┌──

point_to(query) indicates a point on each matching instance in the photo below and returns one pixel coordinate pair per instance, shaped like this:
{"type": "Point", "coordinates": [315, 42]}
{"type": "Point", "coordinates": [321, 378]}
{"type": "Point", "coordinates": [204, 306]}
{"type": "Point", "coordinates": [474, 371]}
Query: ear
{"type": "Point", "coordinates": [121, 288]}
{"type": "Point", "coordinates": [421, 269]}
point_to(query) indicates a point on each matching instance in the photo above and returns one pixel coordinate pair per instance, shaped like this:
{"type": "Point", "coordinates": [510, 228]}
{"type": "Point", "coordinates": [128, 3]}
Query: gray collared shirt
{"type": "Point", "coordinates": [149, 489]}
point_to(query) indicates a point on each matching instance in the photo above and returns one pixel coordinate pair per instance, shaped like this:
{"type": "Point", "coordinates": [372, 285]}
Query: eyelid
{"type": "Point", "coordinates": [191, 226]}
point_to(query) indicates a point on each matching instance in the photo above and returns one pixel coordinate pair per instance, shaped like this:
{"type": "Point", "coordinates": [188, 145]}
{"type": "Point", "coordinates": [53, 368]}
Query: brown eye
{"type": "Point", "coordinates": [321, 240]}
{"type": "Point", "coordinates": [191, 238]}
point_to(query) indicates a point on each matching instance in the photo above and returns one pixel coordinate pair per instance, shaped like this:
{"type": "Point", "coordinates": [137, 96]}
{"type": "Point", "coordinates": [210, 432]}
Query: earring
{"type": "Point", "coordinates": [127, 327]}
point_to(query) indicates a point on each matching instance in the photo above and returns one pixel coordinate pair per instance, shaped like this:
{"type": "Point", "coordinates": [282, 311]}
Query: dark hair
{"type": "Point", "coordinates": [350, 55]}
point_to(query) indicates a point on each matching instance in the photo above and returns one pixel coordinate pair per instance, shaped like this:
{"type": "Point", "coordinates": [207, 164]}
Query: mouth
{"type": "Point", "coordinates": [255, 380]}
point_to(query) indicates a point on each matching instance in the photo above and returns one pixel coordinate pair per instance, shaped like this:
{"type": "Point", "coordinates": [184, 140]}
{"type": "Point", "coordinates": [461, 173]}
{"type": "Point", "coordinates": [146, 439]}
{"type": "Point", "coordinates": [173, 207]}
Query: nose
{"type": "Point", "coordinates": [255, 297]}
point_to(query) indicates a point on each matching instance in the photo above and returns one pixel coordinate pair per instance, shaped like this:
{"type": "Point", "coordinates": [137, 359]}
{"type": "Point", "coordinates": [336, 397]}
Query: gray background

└──

Problem to solve: The listing above should be repeated in its entirety, unchanged.

Result:
point_to(query) indicates a point on each matching instance in the photo below and returns one pixel coordinate pair per instance, shaped like this:
{"type": "Point", "coordinates": [315, 42]}
{"type": "Point", "coordinates": [321, 378]}
{"type": "Point", "coordinates": [204, 306]}
{"type": "Point", "coordinates": [474, 371]}
Query: ear
{"type": "Point", "coordinates": [121, 288]}
{"type": "Point", "coordinates": [421, 269]}
point_to(query) indicates a point on each matching instance in the photo above and returns one pixel coordinate pair per instance, shaped like this:
{"type": "Point", "coordinates": [510, 228]}
{"type": "Point", "coordinates": [128, 3]}
Query: gray collared shirt
{"type": "Point", "coordinates": [149, 489]}
point_to(query) indicates a point on each matching instance in the photo above and returns one pixel coordinate pair per instance, shaped like this:
{"type": "Point", "coordinates": [372, 285]}
Query: eyelid
{"type": "Point", "coordinates": [191, 226]}
point_to(query) indicates a point on each matching instance in the photo above and returns one pixel coordinate pair per instance, shaped like this:
{"type": "Point", "coordinates": [188, 145]}
{"type": "Point", "coordinates": [53, 368]}
Query: brown eye
{"type": "Point", "coordinates": [321, 240]}
{"type": "Point", "coordinates": [191, 238]}
point_to(query) indicates a point on each matching instance in the photo above and returns one pixel coordinate pair per instance, shaped like this:
{"type": "Point", "coordinates": [137, 96]}
{"type": "Point", "coordinates": [210, 432]}
Query: earring
{"type": "Point", "coordinates": [127, 327]}
point_to(query) indicates a point on each matching instance in the photo above and returns one pixel coordinate pair per instance, shaped like this:
{"type": "Point", "coordinates": [282, 311]}
Query: dark hair
{"type": "Point", "coordinates": [350, 55]}
point_to(query) indicates a point on each matching instance in the photo above and returns one pixel coordinate pair per instance, shaped like this:
{"type": "Point", "coordinates": [207, 164]}
Query: mouth
{"type": "Point", "coordinates": [255, 380]}
point_to(query) indicates a point on each matching instance in the photo above and returns one pixel coordinate pair per instance, shaped like this:
{"type": "Point", "coordinates": [184, 140]}
{"type": "Point", "coordinates": [461, 173]}
{"type": "Point", "coordinates": [146, 439]}
{"type": "Point", "coordinates": [173, 207]}
Query: nose
{"type": "Point", "coordinates": [255, 297]}
point_to(query) indicates a point on each matching instance in the photo above and returns one pixel coordinate pair per instance, shaped like this:
{"type": "Point", "coordinates": [137, 359]}
{"type": "Point", "coordinates": [336, 397]}
Query: gray background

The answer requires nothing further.